* begin LISTING *
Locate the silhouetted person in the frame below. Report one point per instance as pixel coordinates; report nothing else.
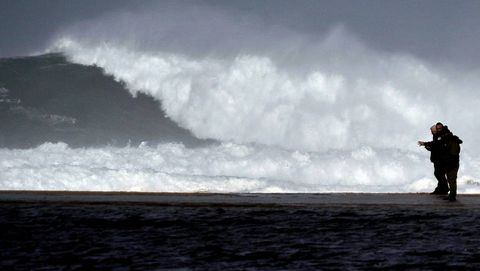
(445, 156)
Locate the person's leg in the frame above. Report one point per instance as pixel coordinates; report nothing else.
(452, 182)
(442, 185)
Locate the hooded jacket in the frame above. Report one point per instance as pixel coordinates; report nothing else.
(444, 149)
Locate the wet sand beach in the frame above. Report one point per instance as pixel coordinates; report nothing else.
(155, 231)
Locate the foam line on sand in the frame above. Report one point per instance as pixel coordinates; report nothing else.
(241, 200)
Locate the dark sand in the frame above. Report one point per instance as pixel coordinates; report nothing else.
(163, 231)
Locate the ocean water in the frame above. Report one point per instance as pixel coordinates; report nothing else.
(117, 106)
(72, 127)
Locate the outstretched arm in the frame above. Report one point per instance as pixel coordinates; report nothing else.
(427, 145)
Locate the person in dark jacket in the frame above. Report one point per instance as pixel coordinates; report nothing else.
(445, 156)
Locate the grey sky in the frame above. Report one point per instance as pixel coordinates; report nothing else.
(444, 31)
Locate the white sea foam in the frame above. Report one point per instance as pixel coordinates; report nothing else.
(307, 114)
(226, 167)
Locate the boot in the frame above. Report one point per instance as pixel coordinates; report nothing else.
(440, 191)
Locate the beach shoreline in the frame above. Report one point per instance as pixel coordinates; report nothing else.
(239, 199)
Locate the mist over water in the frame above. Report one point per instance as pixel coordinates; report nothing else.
(290, 111)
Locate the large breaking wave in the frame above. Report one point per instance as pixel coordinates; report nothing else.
(288, 112)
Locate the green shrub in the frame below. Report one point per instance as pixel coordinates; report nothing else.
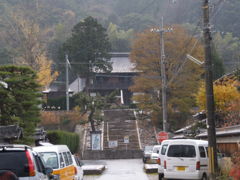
(63, 137)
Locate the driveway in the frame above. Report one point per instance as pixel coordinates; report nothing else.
(121, 169)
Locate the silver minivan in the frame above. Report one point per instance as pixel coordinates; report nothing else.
(21, 161)
(186, 159)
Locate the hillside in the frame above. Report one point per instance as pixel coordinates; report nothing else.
(57, 17)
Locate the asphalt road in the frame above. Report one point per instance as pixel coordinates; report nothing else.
(123, 169)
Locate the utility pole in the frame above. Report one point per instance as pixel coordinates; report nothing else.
(163, 74)
(212, 153)
(67, 83)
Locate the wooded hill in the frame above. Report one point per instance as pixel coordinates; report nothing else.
(122, 18)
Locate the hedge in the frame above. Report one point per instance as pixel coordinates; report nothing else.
(63, 137)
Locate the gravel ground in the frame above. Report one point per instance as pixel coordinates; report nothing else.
(124, 169)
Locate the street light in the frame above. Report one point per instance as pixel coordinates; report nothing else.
(5, 85)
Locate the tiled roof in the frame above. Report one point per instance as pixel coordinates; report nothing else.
(122, 65)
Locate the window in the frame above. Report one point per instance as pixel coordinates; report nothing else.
(39, 164)
(187, 151)
(69, 157)
(66, 158)
(202, 151)
(164, 148)
(62, 164)
(155, 149)
(50, 159)
(206, 150)
(14, 161)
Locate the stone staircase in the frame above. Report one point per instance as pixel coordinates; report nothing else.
(120, 124)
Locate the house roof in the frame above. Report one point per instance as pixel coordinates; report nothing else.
(10, 132)
(226, 131)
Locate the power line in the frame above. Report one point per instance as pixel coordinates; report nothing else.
(180, 67)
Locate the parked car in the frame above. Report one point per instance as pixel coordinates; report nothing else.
(161, 158)
(23, 162)
(59, 158)
(78, 165)
(186, 159)
(154, 155)
(147, 153)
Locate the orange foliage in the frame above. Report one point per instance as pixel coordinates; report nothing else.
(146, 56)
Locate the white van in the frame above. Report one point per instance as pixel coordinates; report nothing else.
(186, 159)
(154, 155)
(59, 158)
(161, 156)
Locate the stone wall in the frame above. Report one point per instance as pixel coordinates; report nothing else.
(112, 154)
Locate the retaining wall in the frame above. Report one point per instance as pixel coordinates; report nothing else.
(112, 154)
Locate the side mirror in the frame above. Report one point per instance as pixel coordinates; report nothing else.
(48, 170)
(62, 164)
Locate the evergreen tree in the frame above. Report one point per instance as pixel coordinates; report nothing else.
(88, 47)
(20, 100)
* end LISTING *
● THE PROBLEM
Reproduce every entry word for word, but omit the pictures.

● ANSWER BELOW
Locate the silhouetted person in the frame below. Report one point per instance as pixel coordinates; report nothing else.
(445, 156)
Locate the person's leg in the frame above. Report one point per instance as pixel coordinates; report nothing else.
(452, 182)
(442, 185)
Locate the hooded jacket in the frame above. Report one point per instance as pixel coordinates; report nothing else.
(444, 149)
Locate the wet sand beach in the frame above. Report one point per instance as pixel coordinates; report nothing else.
(155, 231)
Locate the foam line on sand in the frame above. Report one point per instance as pixel coordinates; report nothing else.
(241, 200)
Locate the dark sand in the frame above. Report one point per instance as pixel coordinates; report nothing else.
(163, 231)
Locate the ocean water in the frame above. Report one point per instance as pixel coordinates; report nothing else.
(117, 106)
(72, 127)
Locate the outstretched arm in the frame above. Report one point per instance as pixel coordinates; report nothing else.
(427, 145)
Locate the person in dark jacket in the frame above. Report one point per instance as pixel coordinates; report nothing else.
(445, 156)
Locate the grey sky in the frame above. Report one point per instance as pixel coordinates; report nothing else.
(444, 31)
Locate the white sea foam in the frame above. Report one point per instance as pixel coordinates; report nothing else.
(307, 114)
(226, 167)
Locate the boot in the frame above. Report one point per instance as pixel coordinates; report nothing else.
(440, 191)
Locate the beach shoreline in the frame above. Report one point per instance as pixel coordinates; report nothing else.
(239, 199)
Locate the mist over water in the frame above. Report one point per instance as pixel coordinates; report nothing else.
(290, 111)
Locate the large breaking wave in the frame above. Report one point per instance as pixel coordinates; report nothing else.
(288, 112)
Locate the green shrub in the frame below. Report one point per instance as pixel coordinates; report nothing else.
(63, 137)
Locate the driveway in the frame above. Report one point per instance as pixel coordinates; report nothing else.
(121, 169)
Locate the silver minivan in the frame above. Report one point per instance as pixel coordinates; report nothing else.
(21, 161)
(186, 159)
Locate the hillside in the frame above. Report one point per instance as pixel coordinates; report nothing else.
(57, 17)
Locate the asphalt road in the frame above. Report one point per instance as pixel coordinates; report nothing else.
(123, 169)
Locate the utility pole in the frame above. Report one point per instance as pixel coordinates; report nothing else.
(163, 74)
(212, 153)
(67, 83)
Locate the wooded hill in the frame above. Report one point per instance as pixel coordinates; report nothing else.
(122, 18)
Locate the hedge in the frame above. Report one point per instance as pixel coordinates; report nothing else.
(63, 137)
Locate the gravel ground in the frame above. Report one point per instance as pixel coordinates; report nothing else.
(124, 169)
Locate the street light in the frame above. Report one point per instance as pixel coordinates; report nothing else.
(5, 85)
Locate the tiled roof in the frame above. Report one point per instance as pixel coordinates; report nothing else.
(122, 65)
Locate the window in the frame above. Report one point per instance as pixel coordinates; report nothing else.
(39, 164)
(187, 151)
(69, 157)
(66, 158)
(202, 151)
(164, 148)
(62, 164)
(155, 149)
(50, 159)
(206, 150)
(14, 161)
Locate the stone staircase in the frame above. Report one point per instance as pixel coordinates; report nothing else.
(120, 124)
Locate the house roof in the frame above. Report one point per instance as pixel coordinates; report nothing else.
(10, 132)
(226, 131)
Locate the power line in the frame above. Report one point per instance as pixel coordinates; report nothing else.
(180, 67)
Locate the parked car in the frame above. Report one point per instance as pixel coordinates; report nothing else.
(161, 158)
(23, 162)
(59, 158)
(78, 165)
(186, 159)
(154, 155)
(147, 153)
Locate the orange foliage in the frame above. Report one point per instance as pixel coordinates; report nothing else.
(146, 56)
Locate the white van in the frame above. Report one point per instance as pixel coordinates; report nothing else.
(186, 159)
(154, 155)
(59, 158)
(161, 156)
Locate the stone wall in the frame above. Report one point per instance as pixel coordinates; report nothing else.
(112, 154)
Locate the retaining wall in the frame above. Report one point per instance as pixel coordinates; report nothing else.
(112, 154)
Locate the side mirror in the frame above. Report one point per instance as pixel coordinates; report nothing else.
(48, 170)
(62, 164)
Locate the evergreen tree in the frame above. Report one point per instance as pixel coordinates; report nothing else.
(88, 47)
(20, 100)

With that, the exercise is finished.